--- start DATA PROVIDED ---
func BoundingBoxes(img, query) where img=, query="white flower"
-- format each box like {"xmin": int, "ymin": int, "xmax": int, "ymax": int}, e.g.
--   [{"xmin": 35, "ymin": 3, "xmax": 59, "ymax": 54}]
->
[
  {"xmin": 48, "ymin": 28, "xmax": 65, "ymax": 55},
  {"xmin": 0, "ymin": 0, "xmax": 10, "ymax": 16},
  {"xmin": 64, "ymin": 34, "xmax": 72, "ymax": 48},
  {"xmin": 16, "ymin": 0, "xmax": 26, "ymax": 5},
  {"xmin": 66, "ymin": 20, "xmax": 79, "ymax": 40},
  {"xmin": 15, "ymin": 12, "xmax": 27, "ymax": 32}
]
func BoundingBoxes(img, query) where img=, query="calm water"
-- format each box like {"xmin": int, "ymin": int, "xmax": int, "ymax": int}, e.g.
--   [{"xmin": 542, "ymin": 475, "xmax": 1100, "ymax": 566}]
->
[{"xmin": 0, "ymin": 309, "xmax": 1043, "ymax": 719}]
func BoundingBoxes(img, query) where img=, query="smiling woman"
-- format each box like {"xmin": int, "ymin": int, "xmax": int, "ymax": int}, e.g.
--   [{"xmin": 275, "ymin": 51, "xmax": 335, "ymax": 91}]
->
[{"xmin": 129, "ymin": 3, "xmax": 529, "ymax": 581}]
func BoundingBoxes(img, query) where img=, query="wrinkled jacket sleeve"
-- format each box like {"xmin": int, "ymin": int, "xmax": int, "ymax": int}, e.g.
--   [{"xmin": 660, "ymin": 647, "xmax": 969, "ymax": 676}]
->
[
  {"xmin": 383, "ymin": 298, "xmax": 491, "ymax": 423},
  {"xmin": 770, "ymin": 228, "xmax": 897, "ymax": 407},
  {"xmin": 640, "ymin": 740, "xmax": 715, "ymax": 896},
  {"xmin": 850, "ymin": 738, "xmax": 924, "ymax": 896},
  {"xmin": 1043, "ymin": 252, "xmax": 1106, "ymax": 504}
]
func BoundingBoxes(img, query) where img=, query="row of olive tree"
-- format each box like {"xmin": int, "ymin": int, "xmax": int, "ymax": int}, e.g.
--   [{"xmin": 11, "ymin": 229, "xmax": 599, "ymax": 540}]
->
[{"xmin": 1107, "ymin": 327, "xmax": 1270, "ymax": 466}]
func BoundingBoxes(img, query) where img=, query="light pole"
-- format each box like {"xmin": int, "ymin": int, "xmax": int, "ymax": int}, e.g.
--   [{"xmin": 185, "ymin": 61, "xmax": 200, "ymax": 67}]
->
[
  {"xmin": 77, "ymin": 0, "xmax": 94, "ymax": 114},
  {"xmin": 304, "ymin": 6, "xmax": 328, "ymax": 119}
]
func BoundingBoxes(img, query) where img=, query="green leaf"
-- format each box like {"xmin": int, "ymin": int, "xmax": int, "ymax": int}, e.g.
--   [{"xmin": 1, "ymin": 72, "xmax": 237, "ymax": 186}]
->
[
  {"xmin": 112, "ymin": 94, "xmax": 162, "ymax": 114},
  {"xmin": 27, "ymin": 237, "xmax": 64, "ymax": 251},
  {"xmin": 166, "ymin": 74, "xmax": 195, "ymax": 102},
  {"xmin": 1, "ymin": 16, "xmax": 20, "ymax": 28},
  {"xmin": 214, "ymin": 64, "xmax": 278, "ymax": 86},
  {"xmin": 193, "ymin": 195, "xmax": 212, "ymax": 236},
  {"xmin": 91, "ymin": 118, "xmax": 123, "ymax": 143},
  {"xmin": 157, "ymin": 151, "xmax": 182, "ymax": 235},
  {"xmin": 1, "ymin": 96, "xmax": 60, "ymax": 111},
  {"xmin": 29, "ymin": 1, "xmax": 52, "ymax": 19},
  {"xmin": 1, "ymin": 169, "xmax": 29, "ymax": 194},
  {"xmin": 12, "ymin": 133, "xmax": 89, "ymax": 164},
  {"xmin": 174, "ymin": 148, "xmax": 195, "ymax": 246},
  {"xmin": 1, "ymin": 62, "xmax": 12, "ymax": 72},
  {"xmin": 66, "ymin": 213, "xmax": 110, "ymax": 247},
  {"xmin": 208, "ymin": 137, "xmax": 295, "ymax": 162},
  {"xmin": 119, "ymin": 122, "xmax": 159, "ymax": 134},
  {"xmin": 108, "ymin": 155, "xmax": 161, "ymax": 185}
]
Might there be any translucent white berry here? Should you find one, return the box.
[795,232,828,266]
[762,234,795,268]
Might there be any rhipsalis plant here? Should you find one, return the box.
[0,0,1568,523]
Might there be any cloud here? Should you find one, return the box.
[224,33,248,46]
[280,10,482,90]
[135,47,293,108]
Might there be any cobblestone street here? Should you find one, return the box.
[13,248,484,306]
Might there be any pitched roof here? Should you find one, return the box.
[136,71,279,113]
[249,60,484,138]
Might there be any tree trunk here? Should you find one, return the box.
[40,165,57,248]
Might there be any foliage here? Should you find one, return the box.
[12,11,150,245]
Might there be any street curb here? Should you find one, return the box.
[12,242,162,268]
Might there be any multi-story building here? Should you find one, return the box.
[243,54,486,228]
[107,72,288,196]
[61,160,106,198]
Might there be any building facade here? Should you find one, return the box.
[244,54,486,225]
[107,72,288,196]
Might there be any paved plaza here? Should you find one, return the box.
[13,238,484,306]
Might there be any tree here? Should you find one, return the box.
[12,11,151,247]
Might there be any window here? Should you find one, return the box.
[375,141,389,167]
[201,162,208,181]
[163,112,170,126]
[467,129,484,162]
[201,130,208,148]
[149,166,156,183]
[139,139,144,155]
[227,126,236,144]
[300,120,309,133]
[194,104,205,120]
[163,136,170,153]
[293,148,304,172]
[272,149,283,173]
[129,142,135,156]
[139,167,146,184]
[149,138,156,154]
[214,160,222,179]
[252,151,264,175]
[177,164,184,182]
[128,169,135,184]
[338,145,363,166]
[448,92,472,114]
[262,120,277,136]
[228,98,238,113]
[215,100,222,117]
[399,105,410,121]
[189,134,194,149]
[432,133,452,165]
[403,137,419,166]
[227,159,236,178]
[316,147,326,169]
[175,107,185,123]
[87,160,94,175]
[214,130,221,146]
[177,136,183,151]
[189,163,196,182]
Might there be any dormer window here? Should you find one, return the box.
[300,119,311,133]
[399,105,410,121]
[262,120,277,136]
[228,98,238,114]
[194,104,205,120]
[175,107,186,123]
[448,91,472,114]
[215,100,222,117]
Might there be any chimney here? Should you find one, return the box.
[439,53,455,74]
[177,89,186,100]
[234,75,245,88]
--- end DATA PROVIDED ---
● **BRIEF**
Lay out the data above as a JSON list of strings, with one string for each line and no entries for blank lines.

● **ANSWER TO THE EXERCISE**
[
  "func BoundingBoxes(img, query) where img=, query=\"white flower\"",
  "-- format each box like {\"xmin\": int, \"ymin\": int, \"xmax\": int, \"ymax\": int}, e.g.",
  "--   [{\"xmin\": 35, \"ymin\": 3, \"xmax\": 59, \"ymax\": 54}]",
  "->",
  "[",
  "  {\"xmin\": 48, \"ymin\": 28, \"xmax\": 65, \"ymax\": 55},",
  "  {\"xmin\": 0, \"ymin\": 0, \"xmax\": 10, \"ymax\": 16},",
  "  {\"xmin\": 64, \"ymin\": 34, \"xmax\": 72, \"ymax\": 48},",
  "  {\"xmin\": 16, \"ymin\": 0, \"xmax\": 26, \"ymax\": 5},",
  "  {\"xmin\": 66, \"ymin\": 20, \"xmax\": 79, \"ymax\": 40},",
  "  {\"xmin\": 15, \"ymin\": 12, \"xmax\": 27, \"ymax\": 32}",
  "]",
  "func BoundingBoxes(img, query) where img=, query=\"calm water\"",
  "-- format each box like {\"xmin\": int, \"ymin\": int, \"xmax\": int, \"ymax\": int}, e.g.",
  "--   [{\"xmin\": 542, \"ymin\": 475, \"xmax\": 1100, \"ymax\": 566}]",
  "->",
  "[{\"xmin\": 0, \"ymin\": 309, \"xmax\": 1043, \"ymax\": 719}]",
  "func BoundingBoxes(img, query) where img=, query=\"smiling woman\"",
  "-- format each box like {\"xmin\": int, \"ymin\": int, \"xmax\": int, \"ymax\": int}, e.g.",
  "--   [{\"xmin\": 275, \"ymin\": 51, \"xmax\": 335, \"ymax\": 91}]",
  "->",
  "[{\"xmin\": 129, \"ymin\": 3, \"xmax\": 529, \"ymax\": 581}]",
  "func BoundingBoxes(img, query) where img=, query=\"wrinkled jacket sleeve\"",
  "-- format each box like {\"xmin\": int, \"ymin\": int, \"xmax\": int, \"ymax\": int}, e.g.",
  "--   [{\"xmin\": 660, \"ymin\": 647, \"xmax\": 969, \"ymax\": 676}]",
  "->",
  "[",
  "  {\"xmin\": 383, \"ymin\": 298, \"xmax\": 491, \"ymax\": 423},",
  "  {\"xmin\": 770, \"ymin\": 228, \"xmax\": 897, \"ymax\": 407},",
  "  {\"xmin\": 640, \"ymin\": 740, \"xmax\": 715, \"ymax\": 896},",
  "  {\"xmin\": 850, \"ymin\": 738, \"xmax\": 924, \"ymax\": 896},",
  "  {\"xmin\": 1043, \"ymin\": 252, \"xmax\": 1106, \"ymax\": 504}",
  "]",
  "func BoundingBoxes(img, query) where img=, query=\"row of olive tree\"",
  "-- format each box like {\"xmin\": int, \"ymin\": int, \"xmax\": int, \"ymax\": int}, e.g.",
  "--   [{\"xmin\": 11, \"ymin\": 229, \"xmax\": 599, \"ymax\": 540}]",
  "->",
  "[{\"xmin\": 1107, \"ymin\": 327, \"xmax\": 1270, \"ymax\": 466}]",
  "func BoundingBoxes(img, query) where img=, query=\"light pole\"",
  "-- format each box like {\"xmin\": int, \"ymin\": int, \"xmax\": int, \"ymax\": int}, e.g.",
  "--   [{\"xmin\": 185, \"ymin\": 61, \"xmax\": 200, \"ymax\": 67}]",
  "->",
  "[",
  "  {\"xmin\": 77, \"ymin\": 0, \"xmax\": 94, \"ymax\": 114},",
  "  {\"xmin\": 304, \"ymin\": 6, \"xmax\": 328, \"ymax\": 119}",
  "]",
  "func BoundingBoxes(img, query) where img=, query=\"green leaf\"",
  "-- format each box like {\"xmin\": int, \"ymin\": int, \"xmax\": int, \"ymax\": int}, e.g.",
  "--   [{\"xmin\": 1, \"ymin\": 72, \"xmax\": 237, \"ymax\": 186}]",
  "->",
  "[",
  "  {\"xmin\": 112, \"ymin\": 94, \"xmax\": 162, \"ymax\": 114},",
  "  {\"xmin\": 27, \"ymin\": 237, \"xmax\": 64, \"ymax\": 251},",
  "  {\"xmin\": 166, \"ymin\": 74, \"xmax\": 195, \"ymax\": 102},",
  "  {\"xmin\": 1, \"ymin\": 16, \"xmax\": 20, \"ymax\": 28},",
  "  {\"xmin\": 214, \"ymin\": 64, \"xmax\": 278, \"ymax\": 86},",
  "  {\"xmin\": 193, \"ymin\": 195, \"xmax\": 212, \"ymax\": 236},",
  "  {\"xmin\": 91, \"ymin\": 118, \"xmax\": 123, \"ymax\": 143},",
  "  {\"xmin\": 157, \"ymin\": 151, \"xmax\": 182, \"ymax\": 235},",
  "  {\"xmin\": 1, \"ymin\": 96, \"xmax\": 60, \"ymax\": 111},",
  "  {\"xmin\": 29, \"ymin\": 1, \"xmax\": 52, \"ymax\": 19},",
  "  {\"xmin\": 1, \"ymin\": 169, \"xmax\": 29, \"ymax\": 194},",
  "  {\"xmin\": 12, \"ymin\": 133, \"xmax\": 89, \"ymax\": 164},",
  "  {\"xmin\": 174, \"ymin\": 148, \"xmax\": 195, \"ymax\": 246},",
  "  {\"xmin\": 1, \"ymin\": 62, \"xmax\": 12, \"ymax\": 72},",
  "  {\"xmin\": 66, \"ymin\": 213, \"xmax\": 110, \"ymax\": 247},",
  "  {\"xmin\": 208, \"ymin\": 137, \"xmax\": 295, \"ymax\": 162},",
  "  {\"xmin\": 119, \"ymin\": 122, \"xmax\": 159, \"ymax\": 134},",
  "  {\"xmin\": 108, \"ymin\": 155, \"xmax\": 161, \"ymax\": 185}",
  "]",
  "Might there be any translucent white berry here? Should you find one, return the box.",
  "[795,232,828,266]",
  "[762,234,795,268]",
  "Might there be any rhipsalis plant here? Should you find one, return the box.",
  "[0,0,1568,523]",
  "Might there be any cloud here? Should you find one, return the box.",
  "[224,33,248,46]",
  "[280,10,482,90]",
  "[135,47,293,108]",
  "Might there be any cobblestone street here? Should you find one, return the box.",
  "[13,248,484,306]",
  "Might there be any pitched roof here? Should you find one, return the box.",
  "[136,71,279,113]",
  "[249,60,484,138]",
  "Might there be any tree trunk here? Should you find one, return the box.",
  "[40,165,57,248]",
  "Might there be any foliage here? Should you find one, return the box.",
  "[12,11,150,245]",
  "Might there be any street curb here? Should you find one, return the box.",
  "[12,242,162,268]",
  "Might there be any multi-story building here? Should you find one, return the box.",
  "[243,54,486,228]",
  "[107,72,288,196]",
  "[61,160,106,198]",
  "Might there be any building facade here? Should you find one, return the box.",
  "[244,54,486,225]",
  "[107,72,288,196]",
  "Might there be any paved plaza here? Should you find one, return the box.",
  "[13,238,484,306]",
  "Might there be any tree here? Should you find one, return the box.",
  "[12,11,151,247]",
  "Might there be any window here? Should you find one, return the box.",
  "[375,141,389,167]",
  "[201,162,208,181]",
  "[163,112,170,126]",
  "[467,129,484,162]",
  "[201,130,208,148]",
  "[149,166,156,183]",
  "[139,139,144,155]",
  "[227,126,236,144]",
  "[300,120,309,133]",
  "[194,104,205,120]",
  "[163,136,170,153]",
  "[293,148,304,172]",
  "[272,149,283,173]",
  "[129,142,135,156]",
  "[139,167,146,184]",
  "[149,138,156,154]",
  "[214,160,222,179]",
  "[252,151,264,175]",
  "[177,164,184,182]",
  "[128,169,135,184]",
  "[338,145,363,166]",
  "[448,92,472,114]",
  "[262,120,277,136]",
  "[228,98,238,113]",
  "[215,100,222,117]",
  "[399,105,410,121]",
  "[189,134,194,149]",
  "[432,133,452,165]",
  "[403,137,419,166]",
  "[227,159,236,178]",
  "[316,147,326,169]",
  "[175,107,185,123]",
  "[87,160,94,175]",
  "[214,130,221,146]",
  "[177,136,183,151]",
  "[189,163,196,182]",
  "Might there be any dormer window here? Should you find one, return the box.",
  "[300,119,311,133]",
  "[399,105,410,121]",
  "[262,120,277,136]",
  "[228,98,238,114]",
  "[194,104,205,120]",
  "[175,107,186,123]",
  "[448,91,472,114]",
  "[215,100,222,117]",
  "Might there be any chimney here? Should you find one, return the box.",
  "[439,53,455,74]",
  "[177,89,186,100]",
  "[234,75,245,88]"
]